* [Testo fornito]
┌──

CURIOSITA’ NOVARESI 17.  COSA RESTA DELL’ANTICO DUOMO ROMANICO?

 

La demolizione del Duomo romanico di Novara finalizzata alla costruzione della nuova cattedrale dell’architetto Antonelli fu certamente l’evento più nefasto, ma non l’unico in un periodo che vide la distruzione e la dispersione di molte testimonianze artistiche medievali. Più o meno negli stessi decenni in cui si demoliva il duomo venivano spianati anche i baluardi e si rettificavano vie, eliminando antiche testimonianze sopravvissute agli abbattimenti spagnoli. Diamo qui di seguito un breve elenco di alcuni importanti testimonianze sopravvissute alla distruzione dell’antico tempio romanico.

└──

* [Istruzioni del compito] Ricopia fedelmente, dal testo sull'antico Duomo romanico di Novara, il brano che va da "La demolizione del" a "dell’antico tempio romanico.".

(Voci di dati archiviate)
┌──

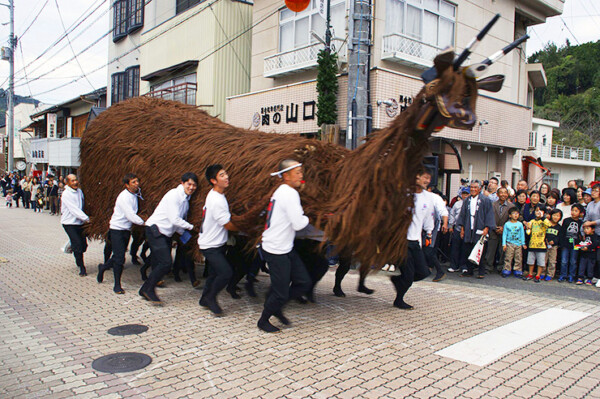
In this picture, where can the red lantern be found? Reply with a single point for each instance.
(297, 5)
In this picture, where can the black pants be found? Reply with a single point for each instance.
(161, 259)
(219, 272)
(119, 240)
(78, 242)
(414, 268)
(285, 269)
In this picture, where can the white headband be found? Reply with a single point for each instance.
(282, 171)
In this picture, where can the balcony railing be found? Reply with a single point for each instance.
(561, 151)
(300, 59)
(407, 50)
(183, 92)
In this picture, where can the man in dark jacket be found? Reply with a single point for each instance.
(476, 219)
(501, 209)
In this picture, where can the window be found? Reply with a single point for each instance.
(133, 81)
(128, 17)
(429, 21)
(295, 28)
(120, 19)
(117, 87)
(183, 5)
(125, 85)
(136, 15)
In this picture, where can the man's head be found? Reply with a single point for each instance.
(189, 181)
(217, 176)
(577, 211)
(423, 178)
(293, 177)
(475, 188)
(132, 183)
(72, 181)
(493, 184)
(502, 194)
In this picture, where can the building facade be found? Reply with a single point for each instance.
(565, 163)
(195, 52)
(404, 38)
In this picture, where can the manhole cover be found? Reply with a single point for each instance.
(128, 329)
(121, 362)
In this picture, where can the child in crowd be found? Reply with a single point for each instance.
(9, 198)
(569, 236)
(39, 201)
(513, 239)
(537, 243)
(552, 242)
(587, 258)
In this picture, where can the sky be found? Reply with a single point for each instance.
(50, 82)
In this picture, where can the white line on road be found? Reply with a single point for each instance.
(487, 347)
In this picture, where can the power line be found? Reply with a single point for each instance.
(70, 45)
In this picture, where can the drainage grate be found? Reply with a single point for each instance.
(121, 362)
(128, 329)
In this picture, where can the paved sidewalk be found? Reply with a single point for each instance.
(53, 324)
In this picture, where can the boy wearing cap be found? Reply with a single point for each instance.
(537, 243)
(285, 216)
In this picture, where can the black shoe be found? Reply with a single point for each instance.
(101, 270)
(249, 286)
(284, 320)
(263, 324)
(337, 291)
(400, 304)
(233, 294)
(365, 290)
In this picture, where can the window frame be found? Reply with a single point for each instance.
(423, 8)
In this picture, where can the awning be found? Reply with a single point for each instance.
(171, 70)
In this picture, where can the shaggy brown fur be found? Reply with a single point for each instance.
(361, 198)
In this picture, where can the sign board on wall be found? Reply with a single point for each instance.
(51, 125)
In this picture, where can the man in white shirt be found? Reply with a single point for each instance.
(168, 218)
(414, 267)
(124, 216)
(285, 216)
(73, 219)
(216, 221)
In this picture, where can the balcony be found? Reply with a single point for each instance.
(184, 93)
(300, 59)
(576, 153)
(408, 51)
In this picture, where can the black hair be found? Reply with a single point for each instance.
(189, 176)
(129, 177)
(580, 207)
(212, 171)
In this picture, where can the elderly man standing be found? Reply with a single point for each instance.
(501, 210)
(476, 219)
(73, 219)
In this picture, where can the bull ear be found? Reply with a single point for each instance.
(444, 60)
(491, 83)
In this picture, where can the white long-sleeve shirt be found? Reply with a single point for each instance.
(125, 212)
(170, 213)
(72, 207)
(422, 217)
(215, 216)
(285, 217)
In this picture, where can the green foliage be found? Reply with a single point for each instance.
(327, 87)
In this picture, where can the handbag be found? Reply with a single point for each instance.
(477, 252)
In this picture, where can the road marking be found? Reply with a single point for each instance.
(487, 347)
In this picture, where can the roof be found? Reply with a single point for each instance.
(94, 94)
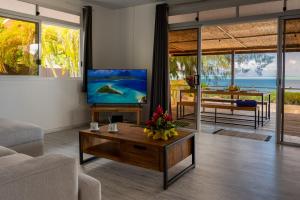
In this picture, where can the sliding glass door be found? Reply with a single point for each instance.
(184, 79)
(289, 86)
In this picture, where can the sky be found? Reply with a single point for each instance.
(292, 68)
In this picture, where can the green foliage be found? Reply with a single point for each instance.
(18, 48)
(60, 49)
(16, 39)
(217, 67)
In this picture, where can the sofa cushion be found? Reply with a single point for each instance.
(14, 159)
(5, 151)
(14, 132)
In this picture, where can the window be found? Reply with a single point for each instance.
(50, 13)
(182, 18)
(18, 6)
(216, 70)
(223, 13)
(261, 8)
(60, 51)
(18, 47)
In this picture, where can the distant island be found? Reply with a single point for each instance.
(108, 89)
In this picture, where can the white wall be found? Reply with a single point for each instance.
(124, 38)
(106, 38)
(121, 39)
(52, 104)
(137, 38)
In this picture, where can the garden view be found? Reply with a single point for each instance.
(19, 49)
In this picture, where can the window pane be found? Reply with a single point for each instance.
(223, 13)
(18, 47)
(256, 71)
(60, 51)
(293, 4)
(46, 12)
(182, 18)
(261, 8)
(216, 70)
(18, 6)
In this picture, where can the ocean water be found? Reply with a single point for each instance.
(132, 91)
(267, 84)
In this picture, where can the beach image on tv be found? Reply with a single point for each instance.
(117, 86)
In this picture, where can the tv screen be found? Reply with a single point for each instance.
(117, 86)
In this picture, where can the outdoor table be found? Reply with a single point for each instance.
(237, 94)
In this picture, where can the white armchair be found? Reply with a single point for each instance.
(47, 177)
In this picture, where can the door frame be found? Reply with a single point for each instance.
(281, 80)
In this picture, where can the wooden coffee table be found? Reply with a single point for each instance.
(131, 145)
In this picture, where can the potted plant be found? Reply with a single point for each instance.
(161, 125)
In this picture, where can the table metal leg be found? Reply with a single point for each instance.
(269, 107)
(262, 110)
(167, 181)
(81, 159)
(255, 117)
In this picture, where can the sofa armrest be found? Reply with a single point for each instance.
(89, 188)
(48, 177)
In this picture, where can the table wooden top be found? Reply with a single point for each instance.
(133, 133)
(227, 92)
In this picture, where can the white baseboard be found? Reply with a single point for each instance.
(64, 128)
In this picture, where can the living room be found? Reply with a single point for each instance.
(85, 101)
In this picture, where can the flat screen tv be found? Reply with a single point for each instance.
(117, 86)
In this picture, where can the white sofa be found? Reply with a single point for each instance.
(22, 137)
(44, 178)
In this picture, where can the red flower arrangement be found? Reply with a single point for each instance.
(190, 81)
(160, 125)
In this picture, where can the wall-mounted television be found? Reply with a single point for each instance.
(117, 86)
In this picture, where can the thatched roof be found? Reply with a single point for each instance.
(260, 36)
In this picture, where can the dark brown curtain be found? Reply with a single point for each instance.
(160, 69)
(87, 44)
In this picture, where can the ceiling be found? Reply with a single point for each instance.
(117, 4)
(250, 37)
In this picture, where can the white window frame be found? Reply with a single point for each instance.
(39, 20)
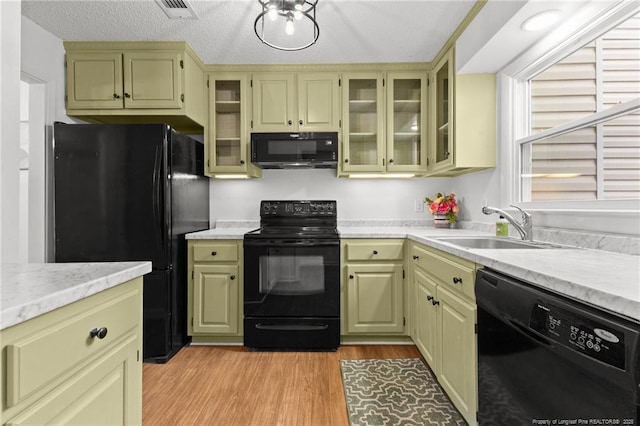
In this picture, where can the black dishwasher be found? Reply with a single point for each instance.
(546, 359)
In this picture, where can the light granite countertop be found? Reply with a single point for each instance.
(601, 278)
(32, 289)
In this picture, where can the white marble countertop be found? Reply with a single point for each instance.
(601, 278)
(220, 234)
(32, 289)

└──

* [Risposta al compito]
La demolizione del Duomo romanico di Novara finalizzata alla costruzione della nuova cattedrale dell’architetto Antonelli fu certamente l’evento più nefasto, ma non l’unico in un periodo che vide la distruzione e la dispersione di molte testimonianze artistiche medievali. Più o meno negli stessi decenni in cui si demoliva il duomo venivano spianati anche i baluardi e si rettificavano vie, eliminando antiche testimonianze sopravvissute agli abbattimenti spagnoli. Diamo qui di seguito un breve elenco di alcuni importanti testimonianze sopravvissute alla distruzione dell’antico tempio romanico.